Stored dataset items:
== == ==

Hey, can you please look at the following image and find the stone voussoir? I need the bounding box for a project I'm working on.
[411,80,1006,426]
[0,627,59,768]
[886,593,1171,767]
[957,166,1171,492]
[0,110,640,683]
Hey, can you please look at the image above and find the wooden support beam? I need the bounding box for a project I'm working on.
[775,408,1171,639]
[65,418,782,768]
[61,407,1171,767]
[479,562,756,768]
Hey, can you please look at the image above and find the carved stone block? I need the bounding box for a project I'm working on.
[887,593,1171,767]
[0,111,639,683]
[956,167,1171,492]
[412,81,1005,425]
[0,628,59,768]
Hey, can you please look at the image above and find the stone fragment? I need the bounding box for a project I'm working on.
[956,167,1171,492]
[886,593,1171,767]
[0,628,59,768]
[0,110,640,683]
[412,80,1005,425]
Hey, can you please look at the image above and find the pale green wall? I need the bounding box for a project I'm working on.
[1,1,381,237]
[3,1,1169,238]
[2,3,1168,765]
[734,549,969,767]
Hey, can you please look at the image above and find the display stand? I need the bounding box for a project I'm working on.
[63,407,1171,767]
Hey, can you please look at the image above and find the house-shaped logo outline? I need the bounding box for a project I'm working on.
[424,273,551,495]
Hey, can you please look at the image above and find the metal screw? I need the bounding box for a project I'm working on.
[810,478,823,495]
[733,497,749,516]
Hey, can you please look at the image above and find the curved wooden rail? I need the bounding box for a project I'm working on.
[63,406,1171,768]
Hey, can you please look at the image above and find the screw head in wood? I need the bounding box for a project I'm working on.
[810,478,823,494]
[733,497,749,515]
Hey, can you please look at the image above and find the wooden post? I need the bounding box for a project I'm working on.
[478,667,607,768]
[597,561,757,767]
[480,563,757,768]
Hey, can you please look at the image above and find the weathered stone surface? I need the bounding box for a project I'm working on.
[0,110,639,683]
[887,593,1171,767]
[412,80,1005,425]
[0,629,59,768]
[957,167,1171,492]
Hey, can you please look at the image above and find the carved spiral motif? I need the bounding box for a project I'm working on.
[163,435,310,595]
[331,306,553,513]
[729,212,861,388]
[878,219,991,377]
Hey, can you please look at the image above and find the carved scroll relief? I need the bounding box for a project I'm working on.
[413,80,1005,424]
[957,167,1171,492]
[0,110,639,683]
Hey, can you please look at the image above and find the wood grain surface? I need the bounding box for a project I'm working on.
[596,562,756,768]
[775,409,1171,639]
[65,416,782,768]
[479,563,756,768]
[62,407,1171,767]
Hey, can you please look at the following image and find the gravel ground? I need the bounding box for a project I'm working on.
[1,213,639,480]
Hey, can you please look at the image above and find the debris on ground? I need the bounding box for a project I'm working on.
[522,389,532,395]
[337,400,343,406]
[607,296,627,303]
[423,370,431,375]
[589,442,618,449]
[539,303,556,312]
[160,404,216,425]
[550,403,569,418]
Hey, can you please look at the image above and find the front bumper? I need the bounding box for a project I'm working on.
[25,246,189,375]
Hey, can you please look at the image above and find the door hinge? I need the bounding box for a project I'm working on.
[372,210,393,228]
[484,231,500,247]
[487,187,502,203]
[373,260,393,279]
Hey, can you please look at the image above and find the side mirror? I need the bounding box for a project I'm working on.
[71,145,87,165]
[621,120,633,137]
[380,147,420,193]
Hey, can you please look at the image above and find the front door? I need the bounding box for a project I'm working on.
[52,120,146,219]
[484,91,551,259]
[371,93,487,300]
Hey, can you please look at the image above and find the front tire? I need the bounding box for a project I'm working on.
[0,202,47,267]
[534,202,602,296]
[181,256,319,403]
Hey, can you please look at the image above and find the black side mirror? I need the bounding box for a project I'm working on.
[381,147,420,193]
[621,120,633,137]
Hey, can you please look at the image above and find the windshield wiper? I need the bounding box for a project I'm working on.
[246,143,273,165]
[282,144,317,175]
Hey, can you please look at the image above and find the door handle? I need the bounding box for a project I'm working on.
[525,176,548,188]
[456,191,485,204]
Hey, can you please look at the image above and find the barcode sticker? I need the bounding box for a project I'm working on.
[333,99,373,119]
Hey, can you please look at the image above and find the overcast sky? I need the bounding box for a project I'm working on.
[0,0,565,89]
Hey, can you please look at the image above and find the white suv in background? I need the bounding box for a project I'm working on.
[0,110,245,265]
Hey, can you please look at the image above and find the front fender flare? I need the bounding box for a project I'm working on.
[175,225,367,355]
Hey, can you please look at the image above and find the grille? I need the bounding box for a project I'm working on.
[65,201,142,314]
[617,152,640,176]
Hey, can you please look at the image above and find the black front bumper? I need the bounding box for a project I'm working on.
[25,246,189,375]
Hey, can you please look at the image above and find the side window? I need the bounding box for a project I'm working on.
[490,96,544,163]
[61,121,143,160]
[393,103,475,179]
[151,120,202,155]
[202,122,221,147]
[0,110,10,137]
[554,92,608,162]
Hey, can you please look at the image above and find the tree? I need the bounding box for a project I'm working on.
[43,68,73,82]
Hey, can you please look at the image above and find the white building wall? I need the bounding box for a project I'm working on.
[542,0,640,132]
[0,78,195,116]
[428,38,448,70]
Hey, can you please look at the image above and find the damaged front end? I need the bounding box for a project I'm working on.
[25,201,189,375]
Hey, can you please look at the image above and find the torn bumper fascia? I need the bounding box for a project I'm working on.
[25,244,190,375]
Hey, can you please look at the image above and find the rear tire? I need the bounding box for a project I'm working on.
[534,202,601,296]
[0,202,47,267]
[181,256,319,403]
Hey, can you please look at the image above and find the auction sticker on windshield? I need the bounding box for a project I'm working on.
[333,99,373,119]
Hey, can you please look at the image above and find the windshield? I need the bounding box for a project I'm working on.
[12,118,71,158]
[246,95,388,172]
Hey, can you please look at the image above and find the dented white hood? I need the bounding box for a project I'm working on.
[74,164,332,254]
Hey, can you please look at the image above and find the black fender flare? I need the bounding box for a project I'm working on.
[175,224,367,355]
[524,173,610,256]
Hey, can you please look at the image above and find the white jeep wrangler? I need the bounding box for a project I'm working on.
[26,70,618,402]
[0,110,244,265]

== == ==

Aim of the exercise:
Repeat only the tail of the entries, exactly: the line containing "the white jeep" and every line after it, to the end.

Exercise answer:
Hey, can you please look at the image above and find the white jeep wrangler? I need the bounding box for a project I'm working on.
[26,70,618,402]
[0,110,244,265]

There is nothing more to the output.